- _Problem description_: Down to the last line, retype each line of the entries exactly, starting with the one that contains "For this drill the class indicates the green grass".

★ ★ ★ ★

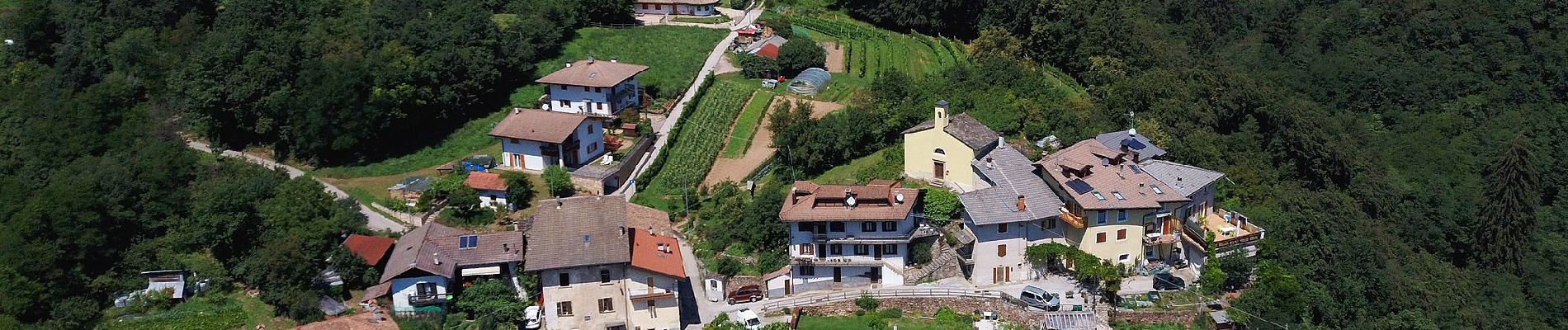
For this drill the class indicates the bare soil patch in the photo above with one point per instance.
(834, 57)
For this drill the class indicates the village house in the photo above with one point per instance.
(941, 149)
(1010, 210)
(430, 263)
(533, 139)
(489, 186)
(582, 251)
(844, 237)
(654, 280)
(592, 88)
(676, 7)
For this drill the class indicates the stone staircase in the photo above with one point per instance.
(942, 257)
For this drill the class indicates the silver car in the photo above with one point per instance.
(1038, 298)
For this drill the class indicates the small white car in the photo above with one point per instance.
(531, 318)
(749, 318)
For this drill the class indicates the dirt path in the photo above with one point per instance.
(736, 169)
(834, 57)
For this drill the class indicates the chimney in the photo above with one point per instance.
(940, 122)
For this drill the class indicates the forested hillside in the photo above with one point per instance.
(96, 183)
(1402, 153)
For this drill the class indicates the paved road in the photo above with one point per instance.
(670, 122)
(375, 219)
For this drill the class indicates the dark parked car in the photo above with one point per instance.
(745, 295)
(1167, 282)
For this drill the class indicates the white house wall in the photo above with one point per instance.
(405, 286)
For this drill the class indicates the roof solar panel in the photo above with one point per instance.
(1079, 186)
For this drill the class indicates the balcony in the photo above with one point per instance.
(1073, 219)
(1230, 229)
(649, 295)
(428, 299)
(862, 238)
(843, 262)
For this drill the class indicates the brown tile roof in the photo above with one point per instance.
(538, 125)
(656, 254)
(963, 127)
(433, 248)
(485, 182)
(593, 74)
(369, 248)
(829, 202)
(578, 232)
(1109, 172)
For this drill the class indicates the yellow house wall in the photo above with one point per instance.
(919, 157)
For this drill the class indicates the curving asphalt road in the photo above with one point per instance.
(375, 219)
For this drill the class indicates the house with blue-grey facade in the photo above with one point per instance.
(535, 139)
(592, 88)
(428, 266)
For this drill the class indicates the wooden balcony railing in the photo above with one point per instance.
(1073, 219)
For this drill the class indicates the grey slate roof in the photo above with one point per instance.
(1181, 177)
(1010, 174)
(963, 127)
(1113, 143)
(579, 232)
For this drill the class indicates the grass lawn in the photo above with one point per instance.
(848, 174)
(210, 312)
(672, 54)
(706, 19)
(747, 124)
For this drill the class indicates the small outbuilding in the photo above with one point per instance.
(811, 82)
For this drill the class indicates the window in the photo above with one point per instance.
(606, 305)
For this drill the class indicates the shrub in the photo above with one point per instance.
(941, 205)
(560, 182)
(867, 302)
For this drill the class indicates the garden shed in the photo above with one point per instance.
(810, 82)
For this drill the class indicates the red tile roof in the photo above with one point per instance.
(369, 248)
(485, 182)
(830, 202)
(646, 254)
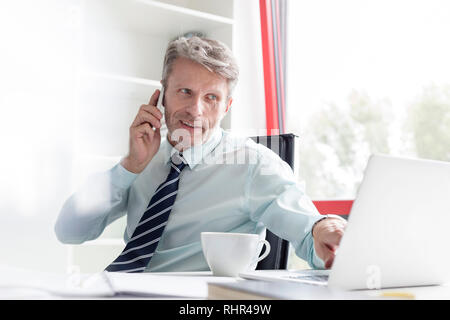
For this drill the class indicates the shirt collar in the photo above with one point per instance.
(195, 154)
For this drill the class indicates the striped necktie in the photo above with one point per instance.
(139, 250)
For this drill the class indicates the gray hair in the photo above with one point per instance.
(211, 54)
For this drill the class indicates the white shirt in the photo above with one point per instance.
(231, 184)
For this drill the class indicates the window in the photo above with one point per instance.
(366, 77)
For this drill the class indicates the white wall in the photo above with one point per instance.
(248, 109)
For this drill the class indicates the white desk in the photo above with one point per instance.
(180, 285)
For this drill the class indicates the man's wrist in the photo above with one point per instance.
(129, 165)
(324, 217)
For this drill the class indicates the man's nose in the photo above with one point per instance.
(195, 108)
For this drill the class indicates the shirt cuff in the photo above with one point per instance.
(317, 263)
(121, 177)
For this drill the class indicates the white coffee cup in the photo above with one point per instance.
(228, 254)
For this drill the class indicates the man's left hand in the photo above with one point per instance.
(327, 235)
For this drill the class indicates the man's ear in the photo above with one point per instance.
(230, 101)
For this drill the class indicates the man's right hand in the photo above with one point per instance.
(144, 141)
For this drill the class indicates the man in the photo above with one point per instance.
(175, 187)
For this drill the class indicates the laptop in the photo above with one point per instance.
(398, 231)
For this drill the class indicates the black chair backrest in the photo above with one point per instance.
(283, 145)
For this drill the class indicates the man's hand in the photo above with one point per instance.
(144, 141)
(327, 235)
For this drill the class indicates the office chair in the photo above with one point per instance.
(283, 145)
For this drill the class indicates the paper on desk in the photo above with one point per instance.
(106, 284)
(170, 285)
(73, 285)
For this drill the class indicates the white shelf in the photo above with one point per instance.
(98, 84)
(105, 242)
(122, 78)
(153, 18)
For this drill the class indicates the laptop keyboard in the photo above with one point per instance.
(319, 279)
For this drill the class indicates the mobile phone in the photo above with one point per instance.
(160, 106)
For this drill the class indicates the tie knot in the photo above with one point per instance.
(178, 161)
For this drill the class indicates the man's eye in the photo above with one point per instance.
(212, 97)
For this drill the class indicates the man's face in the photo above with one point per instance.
(195, 103)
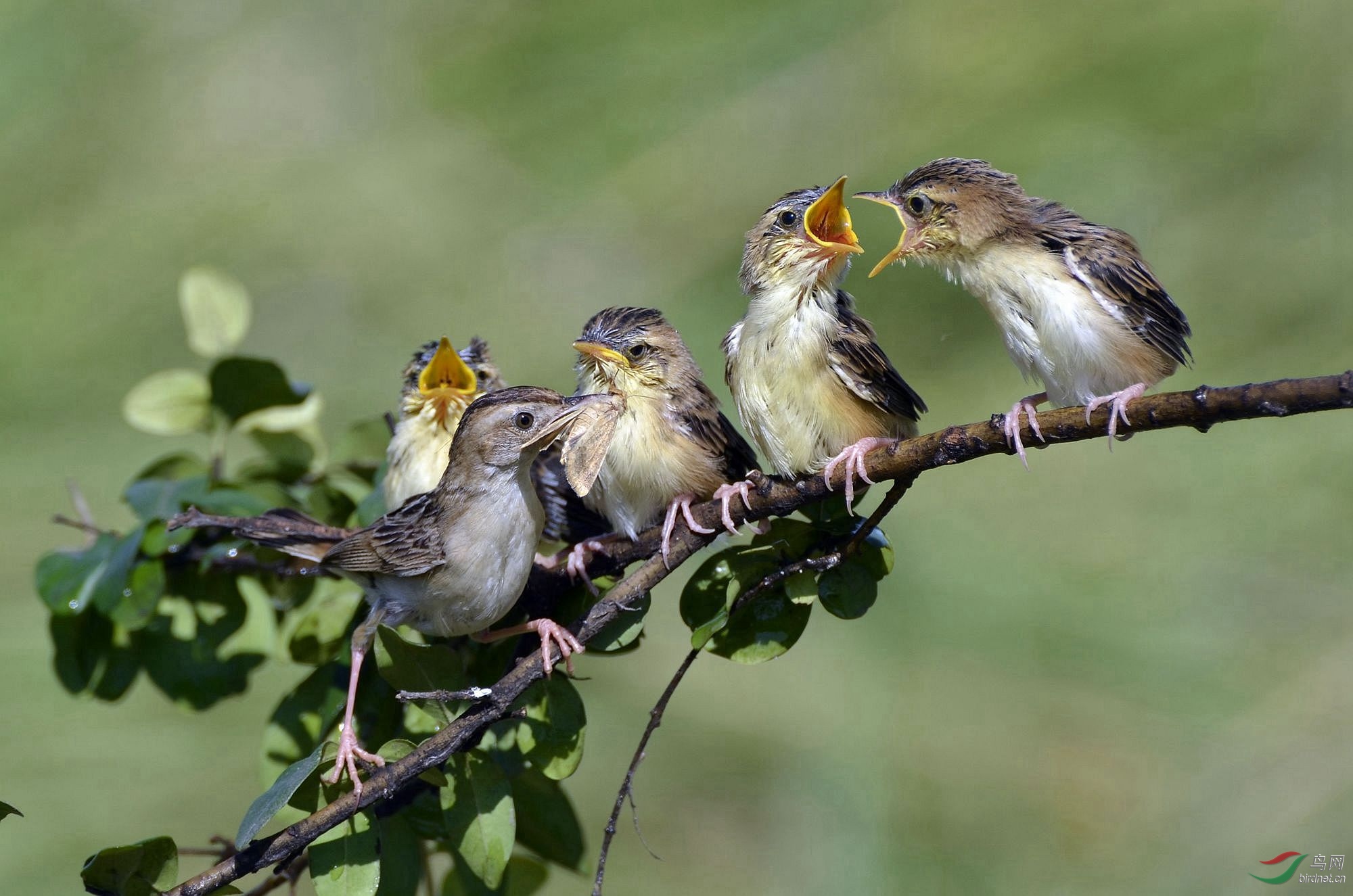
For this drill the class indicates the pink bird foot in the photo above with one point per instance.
(680, 502)
(348, 754)
(726, 493)
(1029, 406)
(551, 635)
(854, 461)
(1118, 408)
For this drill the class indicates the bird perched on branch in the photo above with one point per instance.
(672, 446)
(447, 562)
(1079, 308)
(811, 383)
(439, 383)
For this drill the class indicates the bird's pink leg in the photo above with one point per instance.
(348, 747)
(854, 459)
(551, 635)
(726, 493)
(683, 504)
(1118, 408)
(1028, 405)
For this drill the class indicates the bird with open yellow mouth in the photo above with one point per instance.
(439, 383)
(812, 386)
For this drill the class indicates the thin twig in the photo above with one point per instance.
(656, 717)
(1199, 409)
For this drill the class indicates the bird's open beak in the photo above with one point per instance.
(827, 221)
(446, 370)
(573, 408)
(910, 231)
(601, 354)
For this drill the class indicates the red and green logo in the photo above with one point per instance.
(1291, 869)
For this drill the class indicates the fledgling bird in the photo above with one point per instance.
(439, 383)
(672, 444)
(1078, 306)
(810, 379)
(449, 562)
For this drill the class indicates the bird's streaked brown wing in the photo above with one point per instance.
(405, 542)
(282, 529)
(861, 364)
(1109, 263)
(697, 416)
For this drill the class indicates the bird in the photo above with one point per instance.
(438, 386)
(672, 444)
(439, 383)
(1078, 306)
(449, 562)
(811, 383)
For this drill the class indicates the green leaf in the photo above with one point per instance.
(704, 600)
(271, 800)
(762, 630)
(246, 385)
(145, 586)
(82, 647)
(524, 876)
(480, 816)
(876, 552)
(553, 732)
(401, 857)
(408, 666)
(624, 630)
(140, 869)
(802, 588)
(302, 717)
(848, 590)
(216, 312)
(546, 819)
(347, 859)
(321, 628)
(174, 402)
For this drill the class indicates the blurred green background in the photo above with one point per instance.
(1117, 673)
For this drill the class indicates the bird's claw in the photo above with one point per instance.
(347, 759)
(1028, 406)
(580, 557)
(1118, 408)
(555, 635)
(854, 459)
(680, 504)
(725, 494)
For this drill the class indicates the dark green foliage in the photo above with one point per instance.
(198, 612)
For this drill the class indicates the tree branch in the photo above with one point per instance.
(1199, 409)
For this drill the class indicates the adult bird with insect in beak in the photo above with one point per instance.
(672, 444)
(811, 383)
(1078, 306)
(439, 383)
(449, 562)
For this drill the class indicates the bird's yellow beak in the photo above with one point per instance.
(827, 221)
(910, 231)
(601, 352)
(446, 370)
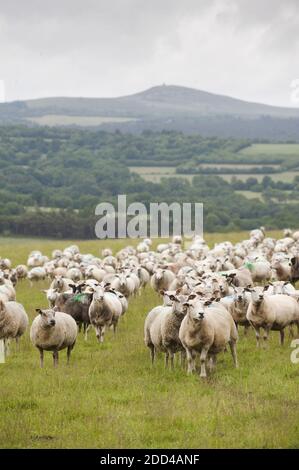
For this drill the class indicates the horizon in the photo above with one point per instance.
(3, 101)
(93, 49)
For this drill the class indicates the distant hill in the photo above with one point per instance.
(161, 107)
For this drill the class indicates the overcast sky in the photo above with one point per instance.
(243, 48)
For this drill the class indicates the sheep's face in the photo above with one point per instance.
(257, 295)
(98, 296)
(196, 312)
(167, 297)
(47, 317)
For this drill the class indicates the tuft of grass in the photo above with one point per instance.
(111, 397)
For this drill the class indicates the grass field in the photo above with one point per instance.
(111, 397)
(61, 120)
(271, 149)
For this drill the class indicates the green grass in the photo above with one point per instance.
(111, 397)
(65, 120)
(271, 149)
(250, 194)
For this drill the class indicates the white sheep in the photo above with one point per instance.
(271, 312)
(53, 331)
(207, 329)
(104, 311)
(161, 279)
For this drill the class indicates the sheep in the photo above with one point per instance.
(61, 284)
(6, 288)
(162, 279)
(5, 263)
(13, 321)
(206, 329)
(104, 311)
(21, 271)
(53, 331)
(152, 330)
(241, 277)
(77, 305)
(237, 305)
(271, 312)
(74, 274)
(128, 284)
(170, 326)
(36, 274)
(260, 270)
(51, 295)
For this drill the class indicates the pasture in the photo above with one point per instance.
(66, 120)
(111, 397)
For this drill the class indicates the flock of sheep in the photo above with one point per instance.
(206, 295)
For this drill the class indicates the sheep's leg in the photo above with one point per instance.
(55, 358)
(203, 360)
(69, 350)
(7, 347)
(266, 336)
(281, 337)
(171, 360)
(152, 352)
(257, 335)
(246, 329)
(183, 358)
(190, 361)
(86, 331)
(291, 331)
(41, 357)
(233, 349)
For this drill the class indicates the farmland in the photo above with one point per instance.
(111, 397)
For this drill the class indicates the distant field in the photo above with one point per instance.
(286, 177)
(271, 149)
(237, 165)
(154, 174)
(250, 194)
(61, 120)
(110, 396)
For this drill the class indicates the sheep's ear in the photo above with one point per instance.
(172, 297)
(191, 296)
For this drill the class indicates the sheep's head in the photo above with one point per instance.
(257, 294)
(98, 295)
(47, 317)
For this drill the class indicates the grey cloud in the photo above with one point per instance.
(105, 48)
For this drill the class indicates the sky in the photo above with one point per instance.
(101, 48)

★ ★ ★ ★

- _Written solution_:
For this drill the class indicates the green grass in the photo above with one point per instance.
(111, 397)
(65, 120)
(271, 149)
(250, 194)
For this drill the class indicates the white sheep in the photo above with one point per instance.
(271, 312)
(53, 331)
(207, 329)
(104, 311)
(161, 279)
For this drill the class indicates the sheep in the photo above with one point per instance.
(61, 284)
(6, 288)
(162, 279)
(5, 263)
(13, 321)
(206, 329)
(104, 311)
(21, 271)
(53, 331)
(152, 330)
(241, 277)
(77, 305)
(237, 305)
(271, 312)
(74, 274)
(128, 284)
(170, 326)
(36, 274)
(260, 270)
(51, 295)
For this drill the class indicates the pasture in the photo above with one point per instance.
(66, 120)
(111, 397)
For this drill the class indicates the flock of sheep in the photo above with one point per instance.
(206, 295)
For this drill the class indicates the sheep's leg in the photo above with one point per instance.
(55, 358)
(203, 360)
(69, 350)
(7, 347)
(266, 336)
(281, 337)
(171, 360)
(152, 352)
(257, 335)
(246, 329)
(183, 358)
(190, 361)
(86, 331)
(291, 331)
(41, 357)
(233, 349)
For this drill the class indicates the farmland in the photo above with one point per instance.
(111, 397)
For this drill the class indicates the distant field in the photo above with one point per instance.
(286, 177)
(271, 149)
(237, 165)
(154, 174)
(250, 194)
(61, 120)
(110, 396)
For this drill the class indicates the sheep's ear in the photo above with one point per instance.
(172, 297)
(191, 296)
For this drill the class indicates the sheep's head in the photo above with one point per instance.
(257, 294)
(98, 295)
(47, 317)
For this drill the class indicates the grey cloud in the photo above with one point per instance.
(105, 48)
For this drill the class indicates the sky in the photo above with one point per instance.
(101, 48)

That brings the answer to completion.